SELECTED EXCERPT Block Start

Reflects and Learn From Mistakes

Just because an experiment of yours fails does not mean you should just up and forget it. The whole point of experimenting is to find out what works and what does not. If something you just implemented does not work, like a weak landing page or faulty search engine optimization, then you have to go back and trace where the mistake stemmed from. This is why it is absolutely essential that you reflect upon any problems you encounter in your Internet marketing campaign. What went wrong, how did it go wrong, how can I fix it and how can I improve on it? These four questions are staples when it comes to reflecting on and learning from any mistakes.

Seeks Excellence in All That Needs to Be Done

Good enough is a far cry for very good, even though both are „good“ in a sense. Excellence is when you give your best to everything you do. This excellence is not optional if you want to be a successful Internet marketer. You don’t cut corners, you don’t do a sloppy job and you don’t say „this is good enough.“ Excellence is basically about making sure that you do as good a job as you can. This pursuit of excellence will always drive you to find better and better ways of doing things, greatly increasing productivity and efficiency. Best of all, your customers will immediately recognize your this excellence and will be more willing to at least check out what you have to offer.

SELECTED EXCERPT Block End
INFORMATION SHOWN Block Start

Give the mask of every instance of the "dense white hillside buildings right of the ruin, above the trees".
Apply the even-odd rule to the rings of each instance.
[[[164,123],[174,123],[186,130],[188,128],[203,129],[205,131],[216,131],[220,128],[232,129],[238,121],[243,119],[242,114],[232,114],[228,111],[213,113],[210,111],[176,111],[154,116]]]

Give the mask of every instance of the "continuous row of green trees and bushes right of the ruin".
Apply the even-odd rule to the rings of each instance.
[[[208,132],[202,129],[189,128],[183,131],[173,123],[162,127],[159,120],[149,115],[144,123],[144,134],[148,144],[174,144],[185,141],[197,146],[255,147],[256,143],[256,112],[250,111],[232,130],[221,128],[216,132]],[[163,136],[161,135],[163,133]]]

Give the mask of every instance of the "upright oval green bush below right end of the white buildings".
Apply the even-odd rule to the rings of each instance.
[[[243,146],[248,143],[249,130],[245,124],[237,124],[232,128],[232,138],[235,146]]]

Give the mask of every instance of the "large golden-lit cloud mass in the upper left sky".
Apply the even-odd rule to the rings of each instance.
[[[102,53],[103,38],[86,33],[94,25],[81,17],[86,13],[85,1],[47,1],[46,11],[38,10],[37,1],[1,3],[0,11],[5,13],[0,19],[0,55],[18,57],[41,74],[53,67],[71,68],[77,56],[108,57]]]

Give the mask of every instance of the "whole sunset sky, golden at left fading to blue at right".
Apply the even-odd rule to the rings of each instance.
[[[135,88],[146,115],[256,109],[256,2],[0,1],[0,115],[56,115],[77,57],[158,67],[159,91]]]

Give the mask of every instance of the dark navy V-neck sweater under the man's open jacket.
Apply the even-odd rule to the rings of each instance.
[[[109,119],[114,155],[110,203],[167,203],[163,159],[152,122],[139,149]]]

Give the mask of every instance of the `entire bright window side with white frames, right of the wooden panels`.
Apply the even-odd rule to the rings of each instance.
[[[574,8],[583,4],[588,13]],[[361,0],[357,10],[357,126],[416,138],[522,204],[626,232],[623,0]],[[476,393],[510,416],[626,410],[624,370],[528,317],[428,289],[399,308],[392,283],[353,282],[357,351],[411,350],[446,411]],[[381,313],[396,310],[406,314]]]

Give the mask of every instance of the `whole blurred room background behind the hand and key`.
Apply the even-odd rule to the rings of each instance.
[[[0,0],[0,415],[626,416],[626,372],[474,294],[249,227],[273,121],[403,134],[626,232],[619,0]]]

INFORMATION SHOWN Block End

= EXERCISE INSTRUCTIONS =
1 - In the Internet marketing text, how many questions are called staples for reflecting on and learning from mistakes?
2 - Swap "landing page" for "sales page" in the Internet marketing text, writing out the passage from "Just because an" to "from any mistakes.".
3 - Extend the Internet marketing text, picking up after its final sentence.

= LIST OF ANSWERS =
1 - Four.

2 -
Just because an experiment of yours fails does not mean you should just up and forget it. The whole point of experimenting is to find out what works and what does not. If something you just implemented does not work, like a weak sales page or faulty search engine optimization, then you have to go back and trace where the mistake stemmed from. This is why it is absolutely essential that you reflect upon any problems you encounter in your Internet marketing campaign. What went wrong, how did it go wrong, how can I fix it and how can I improve on it? These four questions are staples when it comes to reflecting on and learning from any mistakes.

3 -
Sets Competitive Standards to Meet

There is another reason you need to seek excellence – the best and most threatening of your competitors also do the same. You must always understand what your competitors are up to. You have to know what they offer, how they do things, how they market themselves and even how successful they are. If excellence will push you further up in your marketing efforts, then your competition will define the bare minimum you need to work with. This is especially useful when you are new to Internet marketing. Your competitors will most likely have been around for quite a long time already and will have spent a significant amount of time and money to get where they are now. All you need to do is analyze how they do things and you will be able to benefit the most from your competitor’s existing practices.

Understands the Needs of the Customer

This is cliché, I know, but it is something so many new Internet marketers overlook that it is worth pointing out once again. All people have needs. If somebody comes along selling something that will satisfy my needs, then I will be more than happy to part with my hard-earned money. This simple fact underscores the importance of spending time, money and effort reaching out and understanding the needs of your target customer base. Many first-time Internet marketers also have this frame of thought where they believe that exploiting their customers and wringing money from them as quickly as possible is the only way to survive. This thinking cannot be more flawed. Any kind of business, Internet marketing included, will only survive if trust is built between customer and client.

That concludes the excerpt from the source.